> **Texto fornecido**
<<<<

Na sentença recorrida consideraram-se com relevo para a decisão:

Factos provados
1. M. M. e A. P. casaram em primeiras e únicas núpcias de ambos no dia - de Agosto de 1998.
2. Em 28 de Fevereiro de 2014 M. M. e A. P. celebraram com o Banco ... SA., agência de …, Braga, um contrato de mútuo – crédito habitação –, no valor de 90.000,00€.
3. No dia 30 de Maio de 2019, para assegurar o pagamento de tal mútuo, em caso de morte e/ou invalidez, o M. M. e a A. P., celebraram com a ré um contrato de seguro do ramo vida, apólice n.º .....57 (Produto Vida Habitação Plus – 2 cabeças), com efeitos a partir do dia 28 de Fevereiro de 2019, com o capital seguro no valor de 86.126,56€, ficando como beneficiário de tal seguro o Banco ..., SA.
4. A ré emitiu o respectivo certificado de seguro, apólice n.º .....57, no dia 30 de Maio de 2019, constando de tal contrato de seguro, no seu Anexo 1, das Condições Particulares, como pessoas seguras o M. M. e a A. P..
5. No Anexo 2 das Condições Particulares de tal contrato de seguro consta como seu primeiro beneficiário o Banco ..., S.A. no caso do capital em dívida do empréstimo contraído pelas pessoas seguras, no caso de ocorrer a morte dos segurados, durante a vigência do seguro.
6. Constando, ainda, no Anexo 2 das Condições Particulares daquele contrato de seguro, como seus segundos beneficiários, os herdeiros legais, em conjunto, na proporção do respectivo título sucessório, apenas no caso de existir capital remanescente, após o pagamento do capital em dívida ao 1º beneficiário.
7. No âmbito do contrato de seguro titulado pela apólice n.º .....57 foram estabelecidas Condições Gerais, Especiais e Particulares.
8. Entre as Condições Gerais estatuídas no contrato de seguro titulado pela apólice n.º .....57, figura o seguinte:
‘[…..]
Capítulo I – Condições Gerais Seguro de Vida Individual – Crédito à Habitação.
1. Definições: Para efeitos deste Contrato consideram-se as seguintes definições:
1.1. SEGURADOR – … Seguros, Companhia de Seguros de Vida S.A. – Matriculado na Conservatória do Registo Comercial de … - 3ª Secção, sob o N.º …….13 de Pessoa Coletiva, Capital Social de 47.250.000€, com sede na rua da …; Portugal.
1.2. TOMADOR DO SEGURO - entidade que celebra o contrato e é responsável pelo pagamento dos prémios;
1.3. PESSOA SEGURA - cada uma das pessoas que satisfaça as condições de elegibilidade e faça parte da relação das pessoas incluídas no seguro;
1.4. BENEFICIÁRIO - pessoa singular ou coletiva a favor de quem reverte a prestação do Segurador decorrente do Contrato.’
9. No âmbito das Condições Especiais Seguro Vida Habitação Plus 1 – no seu Capítulo II, ficou estabelecido, entre outras, a seguinte cláusula:
[…..] 1. Cobertura Principal de Morte.

>>>>

> **Dados fornecidos**
<<<<

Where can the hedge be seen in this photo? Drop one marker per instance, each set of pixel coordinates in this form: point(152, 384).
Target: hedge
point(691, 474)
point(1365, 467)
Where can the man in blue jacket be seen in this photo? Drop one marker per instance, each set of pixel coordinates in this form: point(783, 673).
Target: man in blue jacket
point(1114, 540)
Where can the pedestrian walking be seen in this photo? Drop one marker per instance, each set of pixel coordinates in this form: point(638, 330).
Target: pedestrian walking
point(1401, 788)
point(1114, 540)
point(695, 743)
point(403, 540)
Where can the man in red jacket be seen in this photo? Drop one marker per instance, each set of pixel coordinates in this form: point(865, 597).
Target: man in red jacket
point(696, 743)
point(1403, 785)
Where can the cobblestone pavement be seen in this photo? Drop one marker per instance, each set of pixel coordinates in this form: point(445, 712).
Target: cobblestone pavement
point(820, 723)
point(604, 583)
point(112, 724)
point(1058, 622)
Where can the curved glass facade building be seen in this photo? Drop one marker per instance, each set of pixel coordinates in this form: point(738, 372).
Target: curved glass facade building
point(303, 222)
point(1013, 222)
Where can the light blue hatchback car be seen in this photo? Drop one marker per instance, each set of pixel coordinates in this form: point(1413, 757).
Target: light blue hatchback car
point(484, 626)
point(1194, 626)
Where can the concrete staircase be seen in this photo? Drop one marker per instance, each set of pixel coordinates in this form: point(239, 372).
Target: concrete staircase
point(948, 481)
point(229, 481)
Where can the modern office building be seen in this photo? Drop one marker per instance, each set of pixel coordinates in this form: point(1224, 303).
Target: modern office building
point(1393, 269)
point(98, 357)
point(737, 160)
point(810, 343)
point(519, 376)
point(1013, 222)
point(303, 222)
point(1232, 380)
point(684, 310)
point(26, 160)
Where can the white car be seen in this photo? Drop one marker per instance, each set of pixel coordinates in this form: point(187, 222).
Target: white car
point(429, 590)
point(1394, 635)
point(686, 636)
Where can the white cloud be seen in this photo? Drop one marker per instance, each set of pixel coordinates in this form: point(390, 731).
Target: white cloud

>>>>

> **Instruções**
No texto sobre o contrato de seguro, qual era o valor do capital seguro? Responda com base apenas no texto.

> **Resolução do problema**
86.126,56€.